Задание 1: Переведите на английский язык предложение «Все это звучало и нагло, и комически одновременно.» из текста о Паулюсе в плену.
Задание 2: Допишите продолжение текста о Паулюсе в плену, начиная сразу после его последнего предложения.

Едва прибыв на хутор, Паулюс потребовал встречи с представителем советского командования. В деревенский дом, в котором он содержался, отправился начальник Сталинградского управления НКВД Александр Воронин, лично отвечавший за жизнь пленника. Филин, уже начавший работу с пленными, прибыл туда вместе с Ворониным. При виде Воронина Паулюс, сидевший за столом, даже не поздоровавшись, начал с ходу выкладывать свои претензии и обиды. Они заключались в следующем: пленным подается один завтрак, тогда как они привыкли и ко второму, во-вторых, ни разу не было сухого вина, и, в-третьих, не представляется никакая информация о положении на фронтах…
Все это звучало и нагло, и комически одновременно. Но так как было ясно, что Паулюс понадобится для очень серьезной политической игры, выслушали его спокойно. Воронин, чуть выждав, хладнокровно ответил:
– Отвечаю по всем вашим пунктам, господин фельдмаршал. Напоминаю вам, что в данный момент вы находитесь не на курорте, а в плену. Я подчеркиваю: в плену! Вино, в данном случае сухое, производится в Крыму, а он пока что захвачен вашими войсками. Вместо вина вам ежедневно выдается, как мне известно, водка. Вашему адъютанту и другим генералам норма выдачи составляет сто граммов в сутки. Кормят вас довольно сытно. Так что, думаю, хватит и одного завтрака. Что касается информации… Вам будут доставлять газеты, наши, советские, немецкие мы тут не получаем.
– А кофе? Я не могу без кофе по утрам.
– Кофе? – усмехнулся Воронин. – Поищем. Если найдем, то…
Филин, внимательно наблюдавший все это время за Паулюсом, подумал, что работать с этим человеком будет сложно. Гонор прусского офицера, считающего себя венцом творения, не бог весть какой кругозор, умение мыслить лишь шаблонами и догмами, были слишком очевидны. Но глупым его, конечно, назвать нельзя.

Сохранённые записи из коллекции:
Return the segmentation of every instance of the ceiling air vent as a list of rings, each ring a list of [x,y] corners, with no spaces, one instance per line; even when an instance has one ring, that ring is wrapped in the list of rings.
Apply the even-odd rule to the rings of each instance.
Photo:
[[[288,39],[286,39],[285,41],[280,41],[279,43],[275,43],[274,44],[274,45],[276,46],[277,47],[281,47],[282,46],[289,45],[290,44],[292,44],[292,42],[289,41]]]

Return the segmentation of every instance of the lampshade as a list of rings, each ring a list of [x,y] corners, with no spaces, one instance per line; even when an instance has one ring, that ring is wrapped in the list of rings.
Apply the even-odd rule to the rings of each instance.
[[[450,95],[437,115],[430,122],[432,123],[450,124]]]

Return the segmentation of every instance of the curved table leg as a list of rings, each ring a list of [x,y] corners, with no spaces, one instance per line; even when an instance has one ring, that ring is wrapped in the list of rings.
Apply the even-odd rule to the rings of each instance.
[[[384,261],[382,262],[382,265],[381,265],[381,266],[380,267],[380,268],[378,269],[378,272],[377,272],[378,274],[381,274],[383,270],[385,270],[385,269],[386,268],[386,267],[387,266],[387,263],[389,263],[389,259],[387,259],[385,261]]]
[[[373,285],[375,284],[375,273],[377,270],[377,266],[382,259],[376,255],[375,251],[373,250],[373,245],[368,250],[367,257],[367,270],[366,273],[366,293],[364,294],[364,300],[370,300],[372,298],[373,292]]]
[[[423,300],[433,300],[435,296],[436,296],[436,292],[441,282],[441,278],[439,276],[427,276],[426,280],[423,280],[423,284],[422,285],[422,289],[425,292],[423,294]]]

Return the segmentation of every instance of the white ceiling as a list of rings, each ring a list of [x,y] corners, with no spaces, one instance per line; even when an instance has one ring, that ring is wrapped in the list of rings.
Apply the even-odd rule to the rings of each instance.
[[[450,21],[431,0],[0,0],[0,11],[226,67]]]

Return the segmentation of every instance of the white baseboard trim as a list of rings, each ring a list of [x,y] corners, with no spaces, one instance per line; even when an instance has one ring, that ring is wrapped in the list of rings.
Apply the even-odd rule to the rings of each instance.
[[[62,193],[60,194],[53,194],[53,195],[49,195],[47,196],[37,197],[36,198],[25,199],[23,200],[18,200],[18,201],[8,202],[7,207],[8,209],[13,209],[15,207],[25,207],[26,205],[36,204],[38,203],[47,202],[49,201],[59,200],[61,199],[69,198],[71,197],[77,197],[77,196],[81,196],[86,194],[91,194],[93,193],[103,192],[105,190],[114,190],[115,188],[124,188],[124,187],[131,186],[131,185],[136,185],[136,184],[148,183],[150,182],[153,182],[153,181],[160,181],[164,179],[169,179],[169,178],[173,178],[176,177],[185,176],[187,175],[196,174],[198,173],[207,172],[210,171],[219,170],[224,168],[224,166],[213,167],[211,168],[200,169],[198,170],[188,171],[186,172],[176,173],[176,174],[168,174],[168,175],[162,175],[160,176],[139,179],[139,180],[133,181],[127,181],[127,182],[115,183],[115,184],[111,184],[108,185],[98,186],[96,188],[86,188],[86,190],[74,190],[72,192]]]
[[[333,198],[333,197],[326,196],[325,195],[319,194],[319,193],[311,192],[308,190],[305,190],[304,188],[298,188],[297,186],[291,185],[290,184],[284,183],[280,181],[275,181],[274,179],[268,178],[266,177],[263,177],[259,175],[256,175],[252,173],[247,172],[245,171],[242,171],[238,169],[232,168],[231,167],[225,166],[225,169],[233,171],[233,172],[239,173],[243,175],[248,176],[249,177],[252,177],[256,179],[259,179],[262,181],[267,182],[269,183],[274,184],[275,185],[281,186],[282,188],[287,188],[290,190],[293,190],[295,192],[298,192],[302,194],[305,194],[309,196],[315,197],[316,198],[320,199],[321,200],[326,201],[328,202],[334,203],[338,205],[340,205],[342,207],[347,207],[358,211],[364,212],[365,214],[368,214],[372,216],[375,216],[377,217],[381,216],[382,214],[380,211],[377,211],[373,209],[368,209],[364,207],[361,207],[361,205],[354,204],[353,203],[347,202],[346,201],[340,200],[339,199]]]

Ответ 1: All of this sounded both insolent and comical at the same time.

Ответ 2:
В те дни немцы все-таки стали предпринимать попытки выкрасть фельдмаршала. Были уничтожены несколько небольших десантных групп численностью до сорока человек, пробиравшихся в Заварыгино. Над самим хутором были засечены разведывательные самолеты. В Заварыгино для усиления охраны перебросили еще один батальон. А спустя сутки пленных вообще отправили подальше в глубь России. Сначала в Саратов, а затем генералов и высших офицеров во главе с Паулюсом доставили в Суздаль, где в бывшем монастыре располагался лагерь для высшего командования. И не только немецкого, но и их союзников – итальянцев, венгров, румын, испанцев и прочих. Жили они в монашеских кельях, но вот в грехах своих каяться не спешили.
Тогда Филину поработать с Паулюсом не пришлось – его срочно вызвали в Москву, где он получил новое задание. Но он знал, что все это время с Паулюсом шла серьезная и упорная работа. Еще в сентябре 1943 года из пленных немецких офицеров и генералов был создан "Союз немецких офицеров", руководителем которого стал генерал артиллерии Вальтер фон Зайдлиц. Союз призывал немецких офицеров выступить против Гитлера или сложить оружие ради будущей Германии. Паулюса настоятельно "уговаривали" примкнуть к Союзу и даже предлагали возглавить немецкие воинские части – одно время планировалось сформировать их из числа военнопленных. Замысел этот по многим причинам не осуществился, а Паулюс, несмотря на длительную обработку, политической активности не проявлял, постоянно уклонялся от конкретных решений.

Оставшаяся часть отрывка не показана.